TASK REQUIREMENTS
Repeat the listing in full, word for word.

* Begin DATA ENTRIES *

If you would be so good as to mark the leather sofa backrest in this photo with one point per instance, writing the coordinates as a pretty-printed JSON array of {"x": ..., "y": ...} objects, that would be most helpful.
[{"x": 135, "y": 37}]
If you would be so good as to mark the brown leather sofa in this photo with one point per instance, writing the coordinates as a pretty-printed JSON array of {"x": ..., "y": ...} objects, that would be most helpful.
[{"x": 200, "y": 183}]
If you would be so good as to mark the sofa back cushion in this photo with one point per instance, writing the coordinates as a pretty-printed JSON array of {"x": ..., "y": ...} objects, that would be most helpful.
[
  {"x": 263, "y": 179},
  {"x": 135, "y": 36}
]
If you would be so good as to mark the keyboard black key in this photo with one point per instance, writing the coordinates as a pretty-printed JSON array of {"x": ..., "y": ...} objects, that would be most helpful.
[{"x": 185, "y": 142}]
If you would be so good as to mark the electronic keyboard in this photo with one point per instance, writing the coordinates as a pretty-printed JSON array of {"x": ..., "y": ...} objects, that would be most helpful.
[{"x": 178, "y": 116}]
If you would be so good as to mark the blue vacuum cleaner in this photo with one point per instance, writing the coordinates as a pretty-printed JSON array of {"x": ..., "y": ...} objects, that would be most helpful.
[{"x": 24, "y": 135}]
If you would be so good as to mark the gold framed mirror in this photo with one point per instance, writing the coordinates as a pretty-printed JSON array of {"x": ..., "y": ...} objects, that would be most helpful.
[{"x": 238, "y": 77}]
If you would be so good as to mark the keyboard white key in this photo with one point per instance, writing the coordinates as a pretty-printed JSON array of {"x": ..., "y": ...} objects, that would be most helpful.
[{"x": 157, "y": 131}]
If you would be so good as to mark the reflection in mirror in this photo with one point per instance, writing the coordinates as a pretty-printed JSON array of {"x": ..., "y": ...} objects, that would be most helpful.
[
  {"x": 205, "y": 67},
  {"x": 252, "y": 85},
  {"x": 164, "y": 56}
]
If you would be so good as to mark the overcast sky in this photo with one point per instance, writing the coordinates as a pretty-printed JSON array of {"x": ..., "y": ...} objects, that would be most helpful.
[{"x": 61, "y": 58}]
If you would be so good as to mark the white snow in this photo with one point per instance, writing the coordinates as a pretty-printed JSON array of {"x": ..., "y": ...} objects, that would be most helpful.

* End DATA ENTRIES *

EXPECTED ANSWER
If you would be so good as to mark the leather sofa backrest in this photo with one point per instance, writing the coordinates as a pretty-printed JSON array of {"x": ..., "y": ...} objects, that would be most helpful.
[{"x": 135, "y": 37}]
If you would be so good as to mark the brown leather sofa in this photo with one point per instance, writing the coordinates as a pretty-printed JSON array of {"x": ..., "y": ...} objects, that would be most helpful.
[{"x": 200, "y": 183}]
If you would be so good as to mark the sofa back cushion in this photo with one point per instance, writing the coordinates as a pretty-printed JSON array of {"x": ..., "y": ...} objects, that would be most helpful.
[
  {"x": 263, "y": 179},
  {"x": 135, "y": 36}
]
If you would be so good as to mark the keyboard black key in this photo with one point per instance, writing the coordinates as a pretty-printed JSON array of {"x": ..., "y": ...} objects, that would be most helpful.
[{"x": 185, "y": 142}]
If you would be so good as to mark the electronic keyboard in this photo with one point per instance, writing the coordinates as a pretty-printed JSON array of {"x": ..., "y": ...} objects, that would be most helpful.
[{"x": 178, "y": 116}]
If you would be so good as to mark the blue vacuum cleaner in this photo with one point per instance, writing the coordinates as a pretty-printed JSON array of {"x": ..., "y": ...} objects, that would be most helpful.
[{"x": 24, "y": 135}]
If you would be so good as to mark the gold framed mirror in this photo with one point per instance, writing the coordinates as a pretty-printed JSON array of {"x": ..., "y": ...} objects, that would be most helpful.
[{"x": 238, "y": 77}]
If you would be so good as to mark the keyboard white key in this photo with one point per instance, writing the coordinates as a pretty-printed JSON array of {"x": ..., "y": ...} objects, that would be most helpful.
[{"x": 157, "y": 131}]
If you would be so good as to mark the reflection in mirror in this photo with one point per instance, writing the coordinates as a pretty-printed JSON array of {"x": ..., "y": ...} objects, that would be most helpful.
[
  {"x": 205, "y": 67},
  {"x": 252, "y": 85},
  {"x": 164, "y": 56}
]
If you would be so good as to mark the overcast sky in this photo with one point per instance, writing the coordinates as a pretty-printed JSON array of {"x": ..., "y": ...} objects, that would be most helpful.
[{"x": 61, "y": 58}]
If you would be so good as to mark the white snow in this photo with one point per instance, writing the coordinates as a pretty-printed JSON array of {"x": ..., "y": ...} objects, that would be most helpful.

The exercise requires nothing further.